(Collection entries)
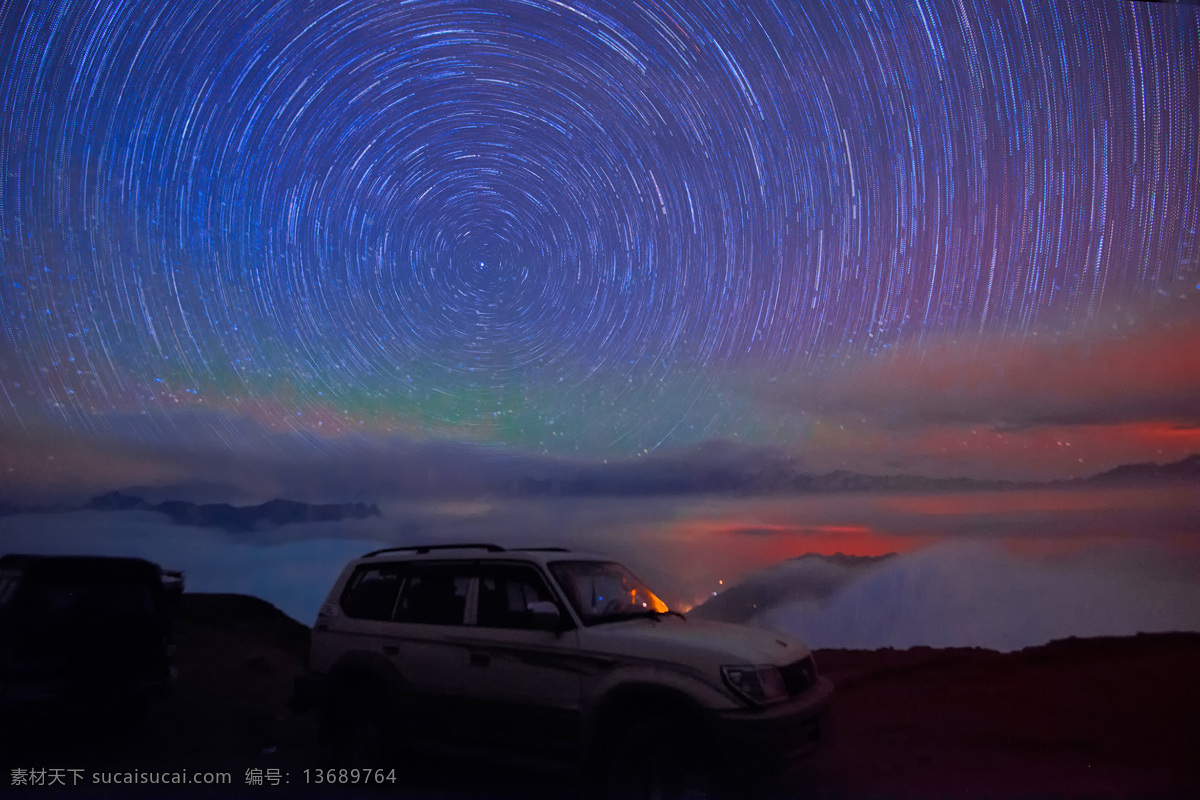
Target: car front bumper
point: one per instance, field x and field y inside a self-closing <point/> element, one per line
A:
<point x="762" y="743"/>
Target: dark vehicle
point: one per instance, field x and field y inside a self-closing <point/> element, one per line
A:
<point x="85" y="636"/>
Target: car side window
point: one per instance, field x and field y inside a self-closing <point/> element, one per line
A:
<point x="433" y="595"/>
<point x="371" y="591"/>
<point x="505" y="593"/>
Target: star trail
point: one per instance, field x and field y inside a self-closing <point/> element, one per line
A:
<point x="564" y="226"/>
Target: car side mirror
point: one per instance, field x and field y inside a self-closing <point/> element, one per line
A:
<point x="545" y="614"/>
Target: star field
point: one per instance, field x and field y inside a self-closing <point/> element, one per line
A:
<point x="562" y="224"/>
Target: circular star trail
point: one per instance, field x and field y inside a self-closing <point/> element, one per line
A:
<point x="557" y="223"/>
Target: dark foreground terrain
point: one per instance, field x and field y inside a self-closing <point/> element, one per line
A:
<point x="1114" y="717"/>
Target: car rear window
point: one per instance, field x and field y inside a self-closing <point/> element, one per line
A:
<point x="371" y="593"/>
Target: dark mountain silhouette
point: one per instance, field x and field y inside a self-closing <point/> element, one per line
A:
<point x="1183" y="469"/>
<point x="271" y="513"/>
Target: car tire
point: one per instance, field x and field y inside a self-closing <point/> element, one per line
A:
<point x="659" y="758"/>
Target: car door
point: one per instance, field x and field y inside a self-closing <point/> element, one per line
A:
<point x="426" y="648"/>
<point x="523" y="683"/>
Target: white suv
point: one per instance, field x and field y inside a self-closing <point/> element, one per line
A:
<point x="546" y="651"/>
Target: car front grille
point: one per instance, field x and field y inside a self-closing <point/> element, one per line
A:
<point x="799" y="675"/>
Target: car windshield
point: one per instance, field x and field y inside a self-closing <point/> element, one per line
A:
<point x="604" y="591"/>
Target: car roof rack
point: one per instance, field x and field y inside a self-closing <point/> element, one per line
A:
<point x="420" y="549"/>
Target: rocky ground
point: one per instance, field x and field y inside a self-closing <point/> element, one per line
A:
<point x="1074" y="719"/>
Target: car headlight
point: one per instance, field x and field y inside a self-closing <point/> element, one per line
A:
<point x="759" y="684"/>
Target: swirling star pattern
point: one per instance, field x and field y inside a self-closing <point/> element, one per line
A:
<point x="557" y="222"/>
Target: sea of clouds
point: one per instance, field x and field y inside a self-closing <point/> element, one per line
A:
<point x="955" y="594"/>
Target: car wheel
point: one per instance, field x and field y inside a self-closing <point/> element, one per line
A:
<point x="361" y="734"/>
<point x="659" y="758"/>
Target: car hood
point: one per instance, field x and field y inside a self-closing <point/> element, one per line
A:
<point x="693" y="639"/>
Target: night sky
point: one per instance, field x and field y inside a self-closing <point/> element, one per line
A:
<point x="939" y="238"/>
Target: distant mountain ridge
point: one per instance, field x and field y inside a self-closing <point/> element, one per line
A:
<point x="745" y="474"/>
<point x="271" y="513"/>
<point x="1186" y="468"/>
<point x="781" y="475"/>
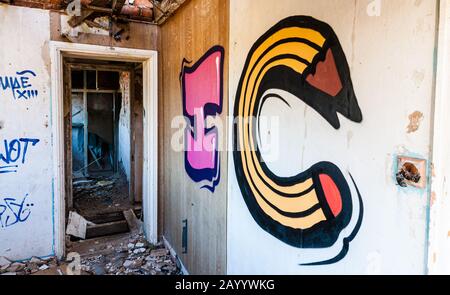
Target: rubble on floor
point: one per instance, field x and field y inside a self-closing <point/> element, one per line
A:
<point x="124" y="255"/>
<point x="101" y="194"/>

---

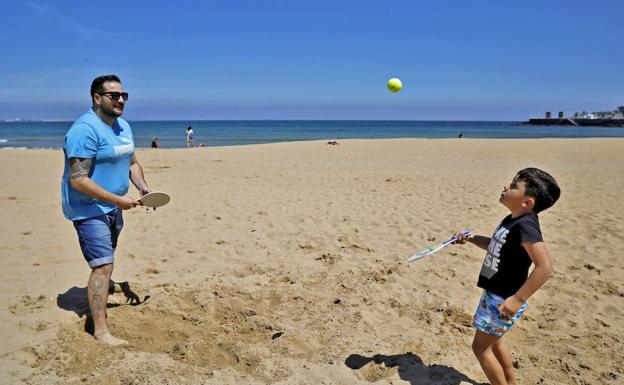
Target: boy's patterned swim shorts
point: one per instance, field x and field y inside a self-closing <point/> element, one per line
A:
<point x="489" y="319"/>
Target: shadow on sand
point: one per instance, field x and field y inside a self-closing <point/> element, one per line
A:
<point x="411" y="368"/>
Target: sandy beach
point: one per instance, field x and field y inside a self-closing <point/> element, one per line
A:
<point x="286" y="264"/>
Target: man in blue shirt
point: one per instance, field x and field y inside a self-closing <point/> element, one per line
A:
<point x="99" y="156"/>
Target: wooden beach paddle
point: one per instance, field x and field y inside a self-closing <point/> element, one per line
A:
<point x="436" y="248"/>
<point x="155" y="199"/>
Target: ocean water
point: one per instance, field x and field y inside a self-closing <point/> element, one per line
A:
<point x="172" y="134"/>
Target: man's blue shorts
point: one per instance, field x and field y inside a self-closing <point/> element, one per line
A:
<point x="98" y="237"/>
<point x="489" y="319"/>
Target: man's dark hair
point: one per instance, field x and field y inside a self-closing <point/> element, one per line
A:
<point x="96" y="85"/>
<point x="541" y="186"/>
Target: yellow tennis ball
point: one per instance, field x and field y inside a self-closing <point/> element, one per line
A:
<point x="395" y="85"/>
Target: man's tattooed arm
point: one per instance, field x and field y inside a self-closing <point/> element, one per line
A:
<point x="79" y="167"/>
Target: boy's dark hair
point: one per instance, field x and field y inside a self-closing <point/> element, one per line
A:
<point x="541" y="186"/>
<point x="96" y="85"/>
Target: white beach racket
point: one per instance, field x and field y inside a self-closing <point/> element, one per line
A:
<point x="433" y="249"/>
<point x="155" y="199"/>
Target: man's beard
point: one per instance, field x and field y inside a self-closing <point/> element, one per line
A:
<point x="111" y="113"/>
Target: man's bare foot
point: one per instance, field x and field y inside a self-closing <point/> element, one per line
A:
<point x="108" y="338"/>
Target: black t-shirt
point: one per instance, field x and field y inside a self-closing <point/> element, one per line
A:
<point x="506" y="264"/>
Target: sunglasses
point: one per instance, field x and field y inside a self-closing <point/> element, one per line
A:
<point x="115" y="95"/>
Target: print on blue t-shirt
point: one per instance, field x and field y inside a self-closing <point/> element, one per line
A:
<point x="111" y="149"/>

**EXERCISE DETAILS**
Every line above that includes the string "dark" needs to be copied.

**OUTPUT**
Target: dark vehicle
Target: dark foreground terrain
Target: dark mountain silhouette
Target: man's dark hair
Target: boy's dark hair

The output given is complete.